### Exercise aim
Working from the top of the records below, reproduce each line exactly, ending once you have written the line containing "like [47, 118].".

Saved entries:
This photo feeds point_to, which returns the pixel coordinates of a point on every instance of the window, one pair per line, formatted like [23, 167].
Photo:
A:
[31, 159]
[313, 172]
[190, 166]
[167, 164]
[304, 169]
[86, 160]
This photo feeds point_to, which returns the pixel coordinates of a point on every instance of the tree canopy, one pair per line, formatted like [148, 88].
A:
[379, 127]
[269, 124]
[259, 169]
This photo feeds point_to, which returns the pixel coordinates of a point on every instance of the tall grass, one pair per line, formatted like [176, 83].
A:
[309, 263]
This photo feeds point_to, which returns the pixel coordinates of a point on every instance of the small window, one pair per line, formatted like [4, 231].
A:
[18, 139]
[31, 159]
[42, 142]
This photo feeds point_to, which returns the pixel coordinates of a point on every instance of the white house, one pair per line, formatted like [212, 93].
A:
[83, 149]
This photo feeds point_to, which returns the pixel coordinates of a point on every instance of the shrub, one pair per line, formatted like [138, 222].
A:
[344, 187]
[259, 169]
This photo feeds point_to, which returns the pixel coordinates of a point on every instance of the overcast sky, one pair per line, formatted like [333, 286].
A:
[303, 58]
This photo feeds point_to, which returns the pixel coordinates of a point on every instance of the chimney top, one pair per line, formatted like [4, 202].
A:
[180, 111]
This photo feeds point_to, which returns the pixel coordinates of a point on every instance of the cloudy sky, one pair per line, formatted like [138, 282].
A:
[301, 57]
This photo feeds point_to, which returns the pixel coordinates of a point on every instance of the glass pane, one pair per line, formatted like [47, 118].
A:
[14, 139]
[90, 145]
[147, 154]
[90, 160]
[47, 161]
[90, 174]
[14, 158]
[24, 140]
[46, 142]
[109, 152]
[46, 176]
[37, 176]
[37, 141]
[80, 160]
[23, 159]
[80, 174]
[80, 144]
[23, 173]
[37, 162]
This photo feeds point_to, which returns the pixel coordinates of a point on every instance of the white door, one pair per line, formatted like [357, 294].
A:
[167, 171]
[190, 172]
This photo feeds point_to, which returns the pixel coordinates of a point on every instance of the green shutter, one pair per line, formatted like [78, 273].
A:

### Result
This photo feeds point_to, which returns the pixel coordinates of a point on every instance of the window, one pair per line, formatted like [23, 167].
Photo:
A:
[31, 159]
[313, 172]
[190, 166]
[167, 164]
[304, 169]
[86, 160]
This photo feeds point_to, which returns the pixel coordinates of a point on every instance of the tree canopy, one pair per line, formatted like [148, 88].
A:
[379, 127]
[269, 124]
[259, 169]
This photo feeds point_to, which returns the pixel coordinates of a point on every instance of the tall grass, one pair per line, formatted like [176, 83].
A:
[309, 263]
This photo feeds point_to, which returns the pixel coordinates of a point on every instance of the small window, one pair per line, formatted like [4, 231].
A:
[18, 139]
[31, 159]
[42, 142]
This photo feeds point_to, which returns the pixel coordinates of a point on every instance of the white house, one pair per line, formatted like [212, 93].
A:
[83, 149]
This photo feeds point_to, which returns the pixel coordinates of a point on every instance of the shrub, one pair per line, formatted like [138, 222].
A:
[344, 187]
[259, 169]
This photo feeds point_to, which returns the pixel coordinates of a point on every instance of the overcast sky, one pair per line, formatted like [333, 286].
A:
[303, 58]
This photo feeds point_to, which returns the pixel coordinates of a point on every instance of the chimney top, one pair per line, formatted like [4, 202].
A:
[180, 111]
This photo feeds point_to, which returns the pixel coordinates of a point on every instance of the cloudy sky, one pair per line, formatted like [138, 282].
A:
[301, 57]
This photo feeds point_to, which returns the pixel coordinates of a point on every instance of the glass pane, one pair per line, formatted like [47, 118].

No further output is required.